確認用の文章:
__________
ドーミーインホテル着工へ 滞在型観光推進に向け関係者期待 令和8年夏ごろの開業目指す

▲ 安全祈願祭でくわ入れを行う関係者

 ビジネスホテル「ドーミーイン」を全国展開する㈱共立メンテナンス(本社・東京都、中村幸治代表取締役社長)が陸前高田市高田町の中心市街地に建設する「ドーミーインEXPRESS(エクスプレス)陸前高田(仮称)」の安全祈願祭は4日、同町の夢アリーナたかたで行われた。今後、宿泊棟などの整備に入り、開業は令和8年夏ごろを目指す。「通過型観光」からの脱却が課題の同市にとってまちなかへのホテル誘致は悲願であり、オープンが待たれる。(高橋 信)

 

 安全祈願祭には、同社や施工を請け負う㈱橋本店(本社・宮城県仙台市)、市などの関係者約30人が出席。くわ入れや玉串奉てんなどで工事の安全を願った。
 ホテル建設地はJR大船渡線BRT陸前高田駅の東側で、敷地は5916平方㍍。建物は鉄骨造3階建ての宿泊棟(客室数136室)と、平屋建ての温泉棟を整備する計画で、延べ床面積は3942平方㍍を予定している。
 大浴場の湯は、広田町の黒崎仙峡温泉から運ぶ計画。東日本大震災からの「復興五輪」にも位置づけられた東京五輪の選手村で使われたカーペットの一部を、同ホテルで使用する方向で検討していく。
 事業にかかる投資額は、26~27億円程度を見込む。現段階で地元からおよそ20~30人の雇用を想定している。
 大浴場とご当地料理などを楽しめる朝食が魅力のドーミーインは、「ドミニスタ」と呼ばれる熱狂的なファンを持つほど人気を博す。ベーシックなビジネスホテルから和風プレミアムまで、旅の目的に応じたブランドがあり、うち「エクスプレス」はデイユースなどにも対応したホテルとして親しまれている。
 市と共立メンテナンスは令和2年3月、建設に関する覚書を締結。当初は2年の着工、4年のオープンを計画していたが、新型コロナウイルス禍や物価高騰の影響で見直された。
 公式ウェブサイトによると、東北のドーミーインは政令指定都市の宮城県仙台市に5カ所あるほか、青森県3カ所、岩手、秋田、福島各県に1カ所ずつと、いずれも総人口10万人以上の中都市や県庁所在地に構える。
 そのラインナップに、人口2万人に満たない陸前高田市が加わることとなり、市や地元関係者は「地方中の地方である陸前高田に整備されるのはあり得ないこと」「ドーミーイン目当てに来てくれる人も想定される。市街地を周遊する人が増えるなど、効果は多方面に広がる」などと歓迎する。
 佐々木拓市長は「市街地へのホテル建設は長年の悲願。ホテルができることで滞在型観光の礎となり、まちの発展にもつながる。全力で支援していきたい」と話した。
 同社の横山博取締役開発本部長は「このホテルが震災復興のシンボルともなるよう頑張っていく。陸前高田に日本全国、インバウンドの世界の方々が利用できるよう、さらに、市民に愛される施設となるようまい進していく」と決意を語った。
__________
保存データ
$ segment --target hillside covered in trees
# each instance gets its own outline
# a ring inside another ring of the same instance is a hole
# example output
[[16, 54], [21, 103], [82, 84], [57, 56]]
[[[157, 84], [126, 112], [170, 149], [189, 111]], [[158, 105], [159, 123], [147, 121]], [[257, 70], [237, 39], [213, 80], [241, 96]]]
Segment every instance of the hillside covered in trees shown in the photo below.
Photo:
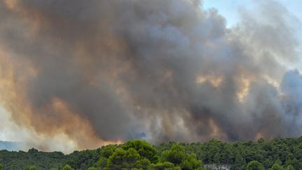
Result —
[[92, 150], [45, 153], [0, 151], [2, 169], [302, 169], [302, 137], [225, 143], [168, 142], [151, 146], [141, 140]]

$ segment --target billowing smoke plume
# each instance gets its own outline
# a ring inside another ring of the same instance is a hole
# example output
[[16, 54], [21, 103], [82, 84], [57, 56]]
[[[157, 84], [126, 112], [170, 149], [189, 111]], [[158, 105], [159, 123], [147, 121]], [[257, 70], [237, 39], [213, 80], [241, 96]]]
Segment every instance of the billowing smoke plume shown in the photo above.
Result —
[[266, 3], [226, 28], [199, 1], [1, 1], [1, 101], [79, 148], [301, 135], [294, 18]]

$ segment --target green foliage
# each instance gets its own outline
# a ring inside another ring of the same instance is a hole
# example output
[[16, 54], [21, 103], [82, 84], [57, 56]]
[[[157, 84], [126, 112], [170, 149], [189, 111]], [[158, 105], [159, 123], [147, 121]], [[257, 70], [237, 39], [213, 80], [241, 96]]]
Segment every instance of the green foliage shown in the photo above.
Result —
[[181, 169], [196, 169], [202, 166], [195, 154], [185, 153], [185, 147], [178, 143], [173, 144], [170, 150], [164, 151], [162, 158], [164, 161], [179, 166]]
[[181, 169], [179, 167], [175, 167], [173, 164], [168, 162], [157, 162], [156, 164], [151, 164], [148, 169], [158, 169], [158, 170], [164, 170], [164, 169]]
[[268, 170], [285, 170], [285, 169], [280, 164], [274, 164]]
[[29, 166], [25, 168], [25, 170], [41, 170], [41, 169], [38, 168], [35, 165]]
[[247, 170], [264, 170], [263, 165], [258, 161], [252, 161], [247, 164]]
[[63, 168], [62, 170], [74, 170], [74, 169], [71, 168], [69, 164], [66, 164]]
[[[122, 145], [109, 145], [90, 150], [45, 153], [0, 150], [3, 170], [62, 169], [202, 169], [202, 164], [228, 165], [231, 170], [248, 168], [252, 161], [264, 169], [302, 169], [302, 137], [271, 141], [224, 143], [210, 140], [201, 143], [168, 142], [152, 146], [146, 141], [133, 140]], [[1, 170], [1, 169], [0, 169]]]
[[295, 170], [295, 169], [294, 168], [294, 167], [292, 164], [289, 164], [289, 166], [287, 166], [287, 167], [285, 169], [286, 170]]
[[156, 162], [158, 160], [157, 151], [149, 143], [143, 140], [129, 141], [124, 145], [122, 148], [128, 150], [134, 148], [141, 157], [149, 160], [151, 162]]

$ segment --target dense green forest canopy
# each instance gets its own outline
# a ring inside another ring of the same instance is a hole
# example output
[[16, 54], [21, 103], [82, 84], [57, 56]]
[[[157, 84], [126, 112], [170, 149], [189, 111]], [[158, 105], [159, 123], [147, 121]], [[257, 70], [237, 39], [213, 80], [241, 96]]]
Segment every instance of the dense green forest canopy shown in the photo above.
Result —
[[211, 140], [206, 143], [164, 143], [142, 140], [96, 150], [61, 152], [0, 151], [2, 169], [302, 169], [302, 137], [271, 141]]

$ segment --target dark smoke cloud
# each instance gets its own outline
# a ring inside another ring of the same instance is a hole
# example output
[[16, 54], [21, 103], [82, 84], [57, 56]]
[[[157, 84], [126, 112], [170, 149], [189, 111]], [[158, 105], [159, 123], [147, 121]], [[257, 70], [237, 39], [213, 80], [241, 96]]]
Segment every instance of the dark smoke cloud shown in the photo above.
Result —
[[302, 78], [283, 64], [296, 59], [294, 19], [269, 1], [226, 28], [201, 4], [3, 1], [1, 76], [15, 94], [3, 102], [18, 124], [80, 146], [82, 121], [104, 141], [301, 135]]

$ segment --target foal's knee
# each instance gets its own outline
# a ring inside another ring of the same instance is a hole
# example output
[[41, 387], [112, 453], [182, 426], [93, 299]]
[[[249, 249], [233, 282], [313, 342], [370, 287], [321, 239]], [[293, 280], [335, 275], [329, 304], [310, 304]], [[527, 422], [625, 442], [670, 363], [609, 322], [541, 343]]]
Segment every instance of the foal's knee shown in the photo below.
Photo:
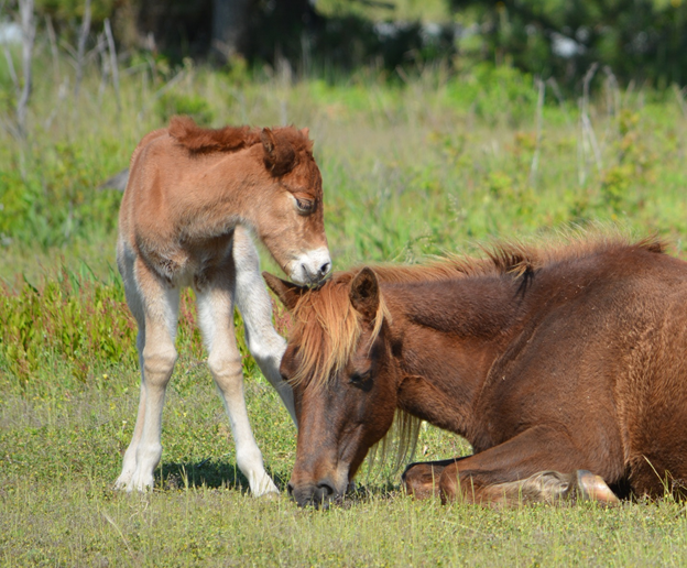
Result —
[[232, 356], [219, 350], [211, 351], [208, 357], [208, 367], [222, 391], [231, 387], [242, 376], [240, 356]]
[[145, 347], [143, 349], [143, 369], [145, 381], [149, 384], [166, 384], [176, 363], [176, 349], [174, 347], [154, 349]]

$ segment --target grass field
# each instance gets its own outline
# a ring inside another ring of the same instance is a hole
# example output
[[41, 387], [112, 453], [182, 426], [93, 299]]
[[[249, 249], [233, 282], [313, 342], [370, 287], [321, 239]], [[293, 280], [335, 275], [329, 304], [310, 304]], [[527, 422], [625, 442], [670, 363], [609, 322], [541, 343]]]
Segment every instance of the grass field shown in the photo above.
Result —
[[[46, 48], [45, 48], [46, 50]], [[135, 330], [113, 271], [120, 194], [96, 186], [176, 112], [210, 125], [308, 125], [325, 181], [335, 269], [471, 252], [620, 226], [687, 237], [683, 92], [559, 96], [510, 68], [440, 66], [293, 81], [284, 69], [210, 72], [133, 61], [115, 91], [39, 52], [30, 135], [0, 131], [0, 561], [4, 566], [684, 566], [687, 514], [669, 499], [604, 510], [414, 502], [391, 465], [326, 512], [255, 500], [237, 472], [189, 297], [153, 493], [111, 490], [138, 404]], [[4, 74], [4, 75], [3, 75]], [[10, 79], [0, 67], [3, 123]], [[65, 95], [66, 92], [66, 95]], [[578, 98], [579, 97], [579, 98]], [[276, 272], [264, 256], [264, 266]], [[240, 325], [239, 325], [240, 328]], [[241, 346], [242, 347], [242, 346]], [[243, 349], [243, 347], [242, 347]], [[244, 359], [249, 414], [283, 488], [295, 429]], [[423, 428], [417, 457], [469, 452]]]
__________
設問:
- A) ホテル建設の記事から、「ビジネスホテル「ドーミーイン」を含む語句で始まり「ホテルとして親しまれている。」で終わる部分を、そのまま書き写してください。
- B) ホテル建設の記事で、東北にあるドーミーインの所在地として挙げられている県をすべて書き出せ。

解答一覧:
- A)
ビジネスホテル「ドーミーイン」を全国展開する㈱共立メンテナンス(本社・東京都、中村幸治代表取締役社長)が陸前高田市高田町の中心市街地に建設する「ドーミーインEXPRESS(エクスプレス)陸前高田(仮称)」の安全祈願祭は4日、同町の夢アリーナたかたで行われた。今後、宿泊棟などの整備に入り、開業は令和8年夏ごろを目指す。「通過型観光」からの脱却が課題の同市にとってまちなかへのホテル誘致は悲願であり、オープンが待たれる。(高橋 信)

 

 安全祈願祭には、同社や施工を請け負う㈱橋本店(本社・宮城県仙台市)、市などの関係者約30人が出席。くわ入れや玉串奉てんなどで工事の安全を願った。
 ホテル建設地はJR大船渡線BRT陸前高田駅の東側で、敷地は5916平方㍍。建物は鉄骨造3階建ての宿泊棟(客室数136室)と、平屋建ての温泉棟を整備する計画で、延べ床面積は3942平方㍍を予定している。
 大浴場の湯は、広田町の黒崎仙峡温泉から運ぶ計画。東日本大震災からの「復興五輪」にも位置づけられた東京五輪の選手村で使われたカーペットの一部を、同ホテルで使用する方向で検討していく。
 事業にかかる投資額は、26~27億円程度を見込む。現段階で地元からおよそ20~30人の雇用を想定している。
 大浴場とご当地料理などを楽しめる朝食が魅力のドーミーインは、「ドミニスタ」と呼ばれる熱狂的なファンを持つほど人気を博す。ベーシックなビジネスホテルから和風プレミアムまで、旅の目的に応じたブランドがあり、うち「エクスプレス」はデイユースなどにも対応したホテルとして親しまれている。

- B) 宮城県、青森県、岩手県、秋田県、福島県